● **DOCUMENT PASSAGE**
* START *
ROL-PI Day two

Más CpGs, por favor
methylation
e5
Author
Affiliation

Steven Roberts

Published

May 24, 2025

Day two. Much of time was spent on Epigenetic Simulation then moving on to POISE model.

Did some slide edits…

And coding to figure out what caused the lack of CpG loci in Apul (TLDR::one bad sample)

Trouble shooting Apul

Went back to processed txt loci files (from 10x bedgraph).

Found that 225-T1 was much smaller in line counts and we tracked down multiQC on bismark and found very bad alignment.

To remedy, did merge as before.

#pull processed files from Gannet 
# Note: Unfortunately we can't use the `cache` feature to make this process more time efficient, as it doesn't support long vectors

# Define the base URL
base_url <- "https://gannet.fish.washington.edu/seashell/bu-github/timeseries_molecular/D-Apul/output/15.5-Apul-bismark/"

# Read the HTML page
page <- read_html(base_url)

# Extract links to files
file_links <- page %>%
  html_nodes("a") %>%
  html_attr("href")

# Filter for files ending in "processed.txt"
processed_files <- file_links[grepl("processed\\.txt$", file_links)]

# Create full URLs
file_urls <- paste0(base_url, processed_files)

# Function to read a file from URL
read_processed_file <- function(url) {
  read_table(url, col_types = cols(.default = "c"))  # Read as character to avoid parsing issues
}

# Import all processed files into a list
processed_data <- lapply(file_urls, read_processed_file)

# Name the list elements by file name
names(processed_data) <- processed_files

# Print structure of imported data
str(processed_data)
* END *
● **DIRECTIONS**
In the notebook entry, which sample had much smaller line counts and very bad alignment? Answer using only the notebook entry above.

● **COLLECTED DATA**
* START *
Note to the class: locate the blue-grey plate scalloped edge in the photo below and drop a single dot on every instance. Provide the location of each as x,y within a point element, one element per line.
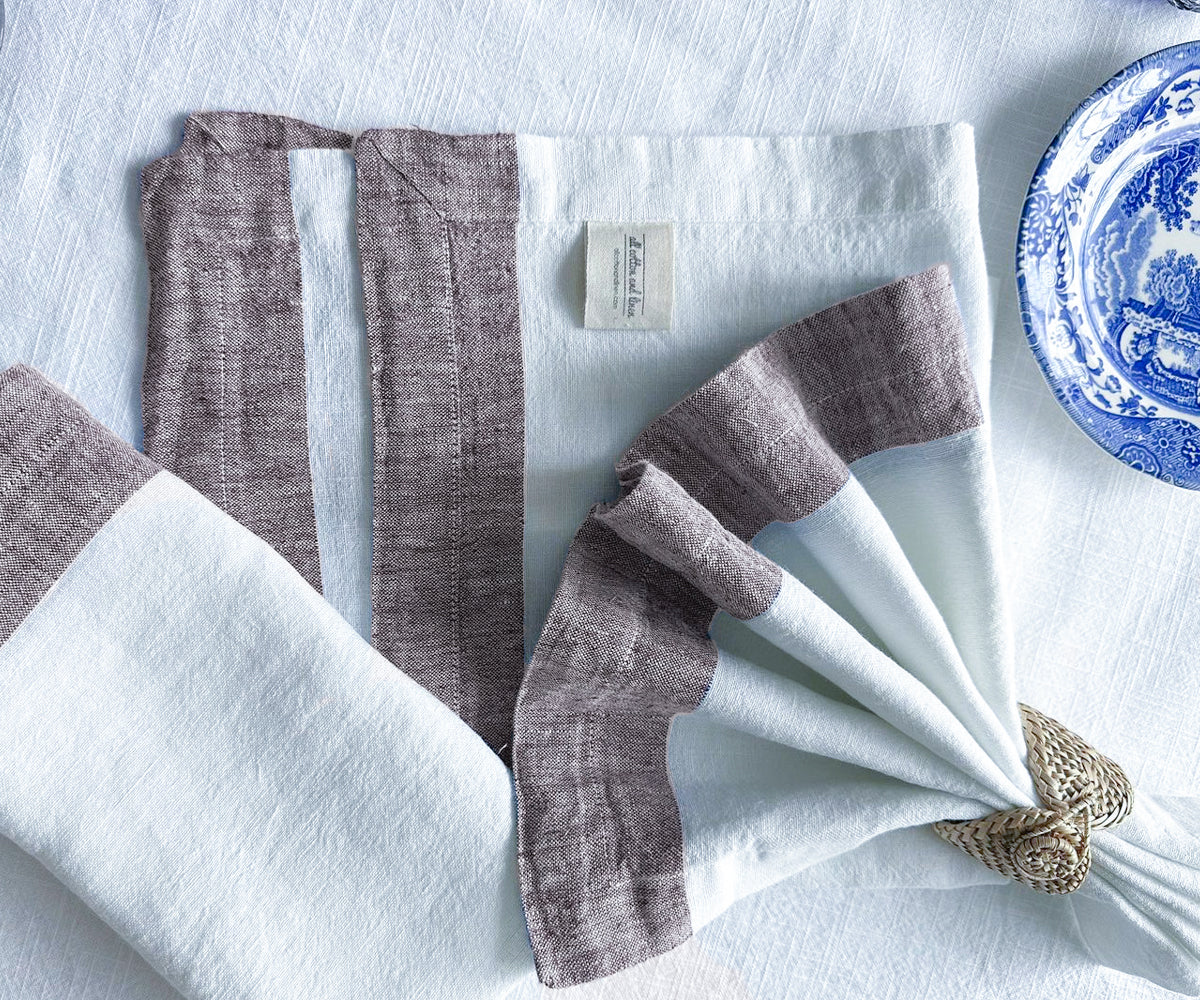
* END *
● **FINAL ANSWER**
Sample 225-T1.